Natural language region descriptions:
####################
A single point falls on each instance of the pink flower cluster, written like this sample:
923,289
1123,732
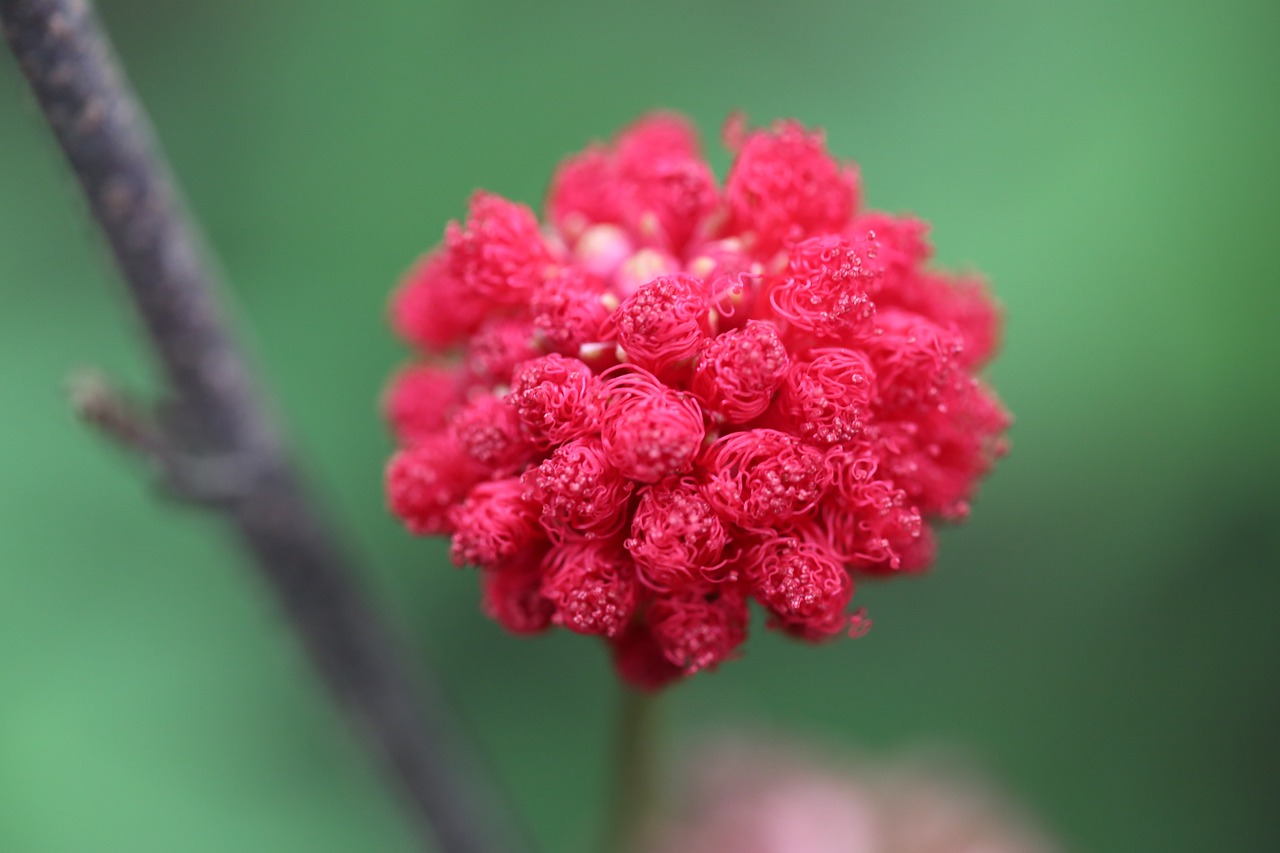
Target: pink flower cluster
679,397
####################
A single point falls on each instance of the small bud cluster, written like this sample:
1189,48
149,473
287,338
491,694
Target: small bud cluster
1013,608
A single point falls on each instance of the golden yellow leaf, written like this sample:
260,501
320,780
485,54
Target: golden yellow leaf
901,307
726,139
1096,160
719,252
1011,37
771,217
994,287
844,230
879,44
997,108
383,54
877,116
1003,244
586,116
####################
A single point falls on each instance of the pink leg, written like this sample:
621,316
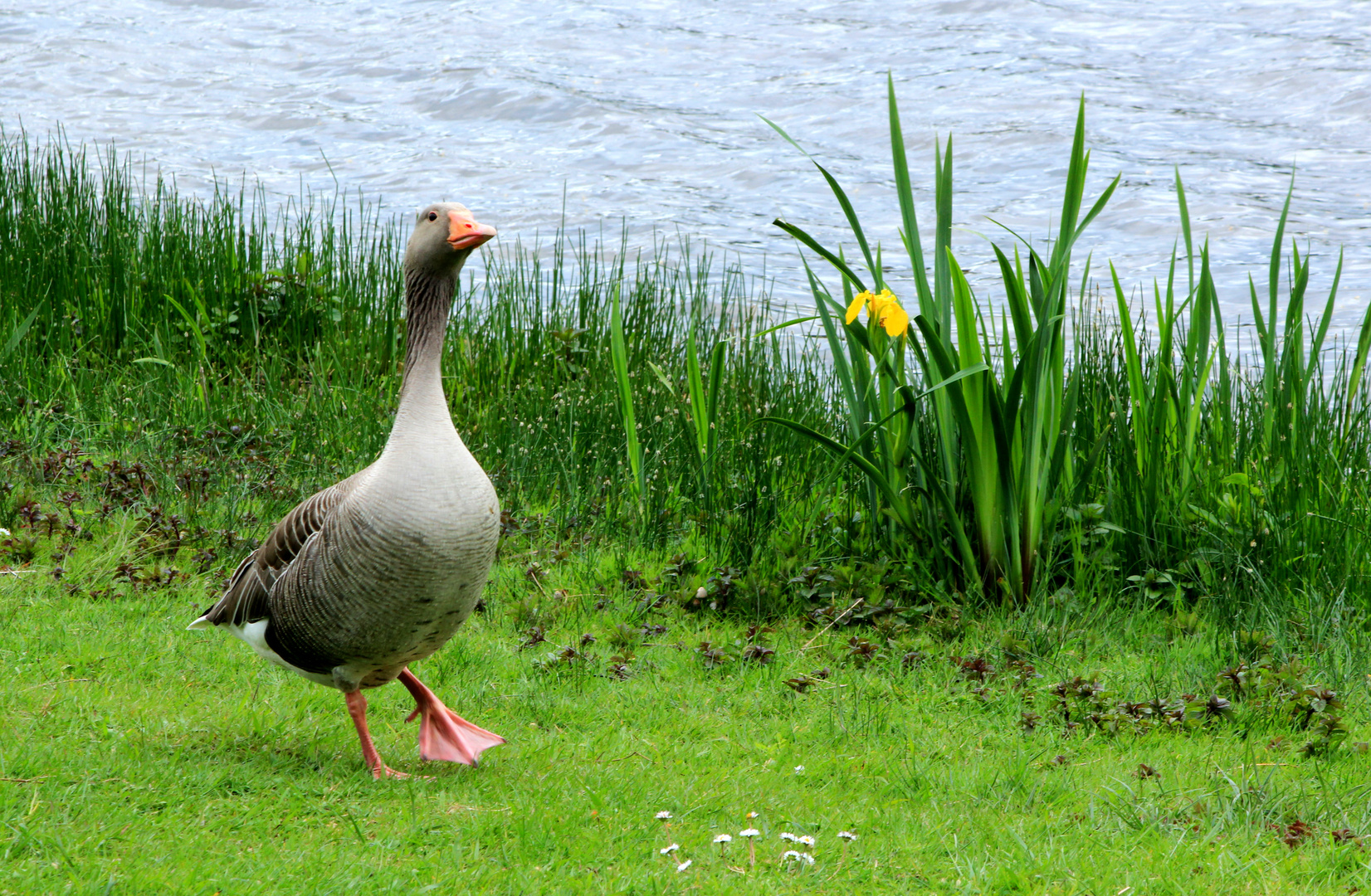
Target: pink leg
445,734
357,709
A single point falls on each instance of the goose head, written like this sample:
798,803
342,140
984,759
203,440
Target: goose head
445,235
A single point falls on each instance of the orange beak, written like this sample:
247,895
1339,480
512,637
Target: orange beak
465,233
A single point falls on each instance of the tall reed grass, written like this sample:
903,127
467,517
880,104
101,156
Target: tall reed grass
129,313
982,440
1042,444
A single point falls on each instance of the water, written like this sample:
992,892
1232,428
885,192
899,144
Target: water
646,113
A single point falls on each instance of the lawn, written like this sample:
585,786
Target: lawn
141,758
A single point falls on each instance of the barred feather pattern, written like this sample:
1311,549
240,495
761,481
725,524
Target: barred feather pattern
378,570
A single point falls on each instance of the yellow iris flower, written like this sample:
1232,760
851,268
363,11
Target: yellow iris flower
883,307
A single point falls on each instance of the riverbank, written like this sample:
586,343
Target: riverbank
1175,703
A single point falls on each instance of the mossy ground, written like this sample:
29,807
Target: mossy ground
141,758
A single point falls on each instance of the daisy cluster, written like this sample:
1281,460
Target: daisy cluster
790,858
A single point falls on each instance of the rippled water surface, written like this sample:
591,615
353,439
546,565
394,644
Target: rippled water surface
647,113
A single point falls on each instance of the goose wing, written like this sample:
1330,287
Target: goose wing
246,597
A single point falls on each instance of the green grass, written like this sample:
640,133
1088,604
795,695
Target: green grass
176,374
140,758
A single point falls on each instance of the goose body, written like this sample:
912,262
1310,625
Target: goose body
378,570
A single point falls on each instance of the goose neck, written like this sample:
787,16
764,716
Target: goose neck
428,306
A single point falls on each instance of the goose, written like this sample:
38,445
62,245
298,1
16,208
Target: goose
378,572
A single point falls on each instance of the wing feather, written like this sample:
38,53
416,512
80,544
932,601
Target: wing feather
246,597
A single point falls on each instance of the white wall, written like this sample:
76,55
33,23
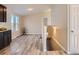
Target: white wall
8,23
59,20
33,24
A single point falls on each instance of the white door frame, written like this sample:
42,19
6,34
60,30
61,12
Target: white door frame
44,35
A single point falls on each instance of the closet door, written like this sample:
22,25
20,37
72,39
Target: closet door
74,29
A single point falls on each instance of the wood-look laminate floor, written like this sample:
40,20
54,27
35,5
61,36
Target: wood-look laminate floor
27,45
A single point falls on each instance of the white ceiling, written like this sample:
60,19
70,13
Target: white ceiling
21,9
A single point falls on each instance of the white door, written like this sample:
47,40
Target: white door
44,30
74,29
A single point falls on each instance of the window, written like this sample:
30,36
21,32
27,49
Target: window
####################
BRIEF :: Of all the entries above, repeat only the lines from the line that has "Target: white ceiling" to the line that has "Target: window", both lines included, exactly.

WRITTEN REPLY ::
Target: white ceiling
21,9
A single point falls on each instance of the white door, written like this sample:
47,40
Target: white door
44,30
74,29
A single point falls on each instance of the window, written like this sample:
30,36
21,32
27,49
Target: window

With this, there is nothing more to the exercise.